* _Job_
Pick out each line in the material below that contains the word "blue" and copy it. Case counts.

:: Input data ::

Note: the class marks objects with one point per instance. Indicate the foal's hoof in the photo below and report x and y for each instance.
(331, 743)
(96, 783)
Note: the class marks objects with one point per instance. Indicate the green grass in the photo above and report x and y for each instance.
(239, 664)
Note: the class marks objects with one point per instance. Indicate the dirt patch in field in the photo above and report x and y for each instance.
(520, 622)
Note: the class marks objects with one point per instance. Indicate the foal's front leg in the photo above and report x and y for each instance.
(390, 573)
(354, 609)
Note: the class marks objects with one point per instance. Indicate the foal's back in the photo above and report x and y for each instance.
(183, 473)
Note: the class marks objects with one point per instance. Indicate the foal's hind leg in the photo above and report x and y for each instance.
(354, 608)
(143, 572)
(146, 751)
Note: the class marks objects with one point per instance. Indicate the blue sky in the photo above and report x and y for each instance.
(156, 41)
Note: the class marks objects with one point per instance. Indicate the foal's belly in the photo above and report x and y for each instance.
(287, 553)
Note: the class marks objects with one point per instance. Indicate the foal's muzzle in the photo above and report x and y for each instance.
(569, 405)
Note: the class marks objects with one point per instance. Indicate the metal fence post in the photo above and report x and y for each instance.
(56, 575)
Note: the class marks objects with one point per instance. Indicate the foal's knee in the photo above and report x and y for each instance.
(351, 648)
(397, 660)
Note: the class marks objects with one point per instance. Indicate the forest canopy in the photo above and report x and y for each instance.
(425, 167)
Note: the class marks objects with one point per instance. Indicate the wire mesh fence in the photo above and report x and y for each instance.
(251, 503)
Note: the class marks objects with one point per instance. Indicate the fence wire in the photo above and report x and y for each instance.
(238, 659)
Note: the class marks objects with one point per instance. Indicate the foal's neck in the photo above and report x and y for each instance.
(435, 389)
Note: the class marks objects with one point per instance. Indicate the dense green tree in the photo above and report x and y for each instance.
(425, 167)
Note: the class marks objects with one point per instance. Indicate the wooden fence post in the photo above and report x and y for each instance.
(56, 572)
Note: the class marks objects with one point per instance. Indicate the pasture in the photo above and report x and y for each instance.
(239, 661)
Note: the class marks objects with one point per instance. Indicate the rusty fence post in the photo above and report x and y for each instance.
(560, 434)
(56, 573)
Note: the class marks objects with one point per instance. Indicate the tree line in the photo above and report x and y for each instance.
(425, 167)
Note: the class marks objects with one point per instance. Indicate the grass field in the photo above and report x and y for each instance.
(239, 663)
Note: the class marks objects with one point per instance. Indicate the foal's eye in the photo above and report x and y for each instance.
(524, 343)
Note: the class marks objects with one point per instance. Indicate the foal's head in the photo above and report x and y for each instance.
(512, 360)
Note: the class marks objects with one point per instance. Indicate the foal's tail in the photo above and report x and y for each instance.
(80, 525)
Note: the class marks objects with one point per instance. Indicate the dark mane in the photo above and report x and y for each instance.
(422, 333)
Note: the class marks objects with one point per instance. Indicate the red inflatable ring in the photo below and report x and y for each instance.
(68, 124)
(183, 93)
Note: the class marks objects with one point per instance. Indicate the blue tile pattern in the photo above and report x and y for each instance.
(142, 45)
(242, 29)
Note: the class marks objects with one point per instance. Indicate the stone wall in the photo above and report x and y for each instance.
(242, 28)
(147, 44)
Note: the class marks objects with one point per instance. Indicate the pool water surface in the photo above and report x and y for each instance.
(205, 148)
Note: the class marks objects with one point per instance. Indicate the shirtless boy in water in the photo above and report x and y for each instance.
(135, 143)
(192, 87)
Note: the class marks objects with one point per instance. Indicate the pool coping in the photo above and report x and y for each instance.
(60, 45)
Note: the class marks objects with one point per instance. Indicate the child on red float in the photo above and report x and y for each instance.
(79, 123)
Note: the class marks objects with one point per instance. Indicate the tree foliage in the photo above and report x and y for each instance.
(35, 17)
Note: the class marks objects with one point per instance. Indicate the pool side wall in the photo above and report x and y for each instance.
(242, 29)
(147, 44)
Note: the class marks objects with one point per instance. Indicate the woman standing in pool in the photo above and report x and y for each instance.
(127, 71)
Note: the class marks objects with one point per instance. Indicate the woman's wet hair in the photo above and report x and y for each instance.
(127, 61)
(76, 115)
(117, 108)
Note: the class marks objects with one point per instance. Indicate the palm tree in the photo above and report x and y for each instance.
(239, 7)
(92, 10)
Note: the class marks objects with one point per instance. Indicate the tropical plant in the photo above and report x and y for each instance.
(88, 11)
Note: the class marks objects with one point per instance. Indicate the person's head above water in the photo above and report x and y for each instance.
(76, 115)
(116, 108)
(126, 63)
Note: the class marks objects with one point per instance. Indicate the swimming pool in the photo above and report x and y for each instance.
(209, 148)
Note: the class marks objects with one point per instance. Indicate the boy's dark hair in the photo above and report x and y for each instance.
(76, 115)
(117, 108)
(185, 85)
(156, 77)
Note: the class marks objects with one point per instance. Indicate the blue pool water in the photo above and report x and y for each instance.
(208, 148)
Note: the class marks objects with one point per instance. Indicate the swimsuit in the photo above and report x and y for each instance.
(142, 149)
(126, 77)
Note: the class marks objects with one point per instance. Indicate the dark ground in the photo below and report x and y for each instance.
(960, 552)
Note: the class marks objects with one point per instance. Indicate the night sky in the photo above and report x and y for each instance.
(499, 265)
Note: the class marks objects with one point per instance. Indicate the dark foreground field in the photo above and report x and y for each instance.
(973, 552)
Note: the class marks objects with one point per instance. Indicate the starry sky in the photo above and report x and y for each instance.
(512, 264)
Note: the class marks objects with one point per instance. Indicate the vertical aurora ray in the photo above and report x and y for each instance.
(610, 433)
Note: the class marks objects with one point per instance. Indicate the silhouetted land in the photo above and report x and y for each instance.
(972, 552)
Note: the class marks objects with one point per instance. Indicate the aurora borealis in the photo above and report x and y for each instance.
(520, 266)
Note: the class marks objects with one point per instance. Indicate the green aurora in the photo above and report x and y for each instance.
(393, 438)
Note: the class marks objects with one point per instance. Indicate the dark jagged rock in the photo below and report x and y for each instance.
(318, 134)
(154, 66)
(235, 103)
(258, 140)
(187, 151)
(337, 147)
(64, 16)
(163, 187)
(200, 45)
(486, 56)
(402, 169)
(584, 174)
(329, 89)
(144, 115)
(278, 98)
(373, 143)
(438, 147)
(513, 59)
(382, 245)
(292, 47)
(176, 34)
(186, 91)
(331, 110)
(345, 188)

:::
:: Input data ::

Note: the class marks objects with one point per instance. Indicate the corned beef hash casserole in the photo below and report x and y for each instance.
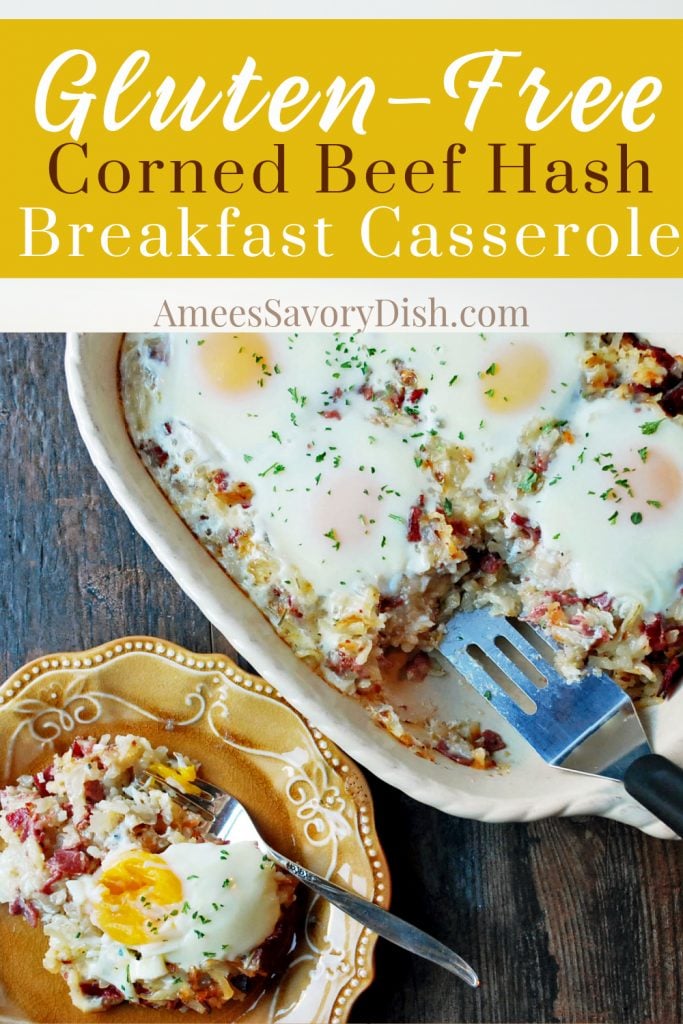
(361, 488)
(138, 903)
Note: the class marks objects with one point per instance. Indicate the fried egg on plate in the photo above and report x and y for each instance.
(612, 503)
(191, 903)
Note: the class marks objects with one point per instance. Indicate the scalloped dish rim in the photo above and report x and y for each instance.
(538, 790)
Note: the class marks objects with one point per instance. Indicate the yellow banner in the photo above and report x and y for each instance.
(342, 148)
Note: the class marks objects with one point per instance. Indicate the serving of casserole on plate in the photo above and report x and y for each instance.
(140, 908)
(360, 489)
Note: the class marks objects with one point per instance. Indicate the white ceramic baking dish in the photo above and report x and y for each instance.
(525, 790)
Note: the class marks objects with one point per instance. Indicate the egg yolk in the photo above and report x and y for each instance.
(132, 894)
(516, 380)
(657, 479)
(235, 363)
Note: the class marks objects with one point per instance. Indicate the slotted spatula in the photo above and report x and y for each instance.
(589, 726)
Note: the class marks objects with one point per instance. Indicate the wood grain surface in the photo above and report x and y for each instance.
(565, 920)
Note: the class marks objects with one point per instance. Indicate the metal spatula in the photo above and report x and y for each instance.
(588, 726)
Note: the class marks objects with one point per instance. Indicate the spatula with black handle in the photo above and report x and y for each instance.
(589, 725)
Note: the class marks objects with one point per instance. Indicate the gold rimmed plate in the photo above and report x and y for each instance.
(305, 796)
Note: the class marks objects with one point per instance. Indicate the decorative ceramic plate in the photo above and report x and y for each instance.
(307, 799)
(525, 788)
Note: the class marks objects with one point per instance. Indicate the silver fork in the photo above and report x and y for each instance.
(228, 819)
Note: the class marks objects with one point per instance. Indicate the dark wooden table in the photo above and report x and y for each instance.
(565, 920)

:::

* _Full solution_
Note: the class marks objects with one point per instance. Indicate the blue sky in the photo above and report x and y for each instance.
Note: the class marks objects with one point per instance. Indicate the blue tile pattern in the photo above and report x and y for each instance.
Note: the class marks objects with one point per instance. Indicate the blue pool water in the photo above and report x and y for each instance.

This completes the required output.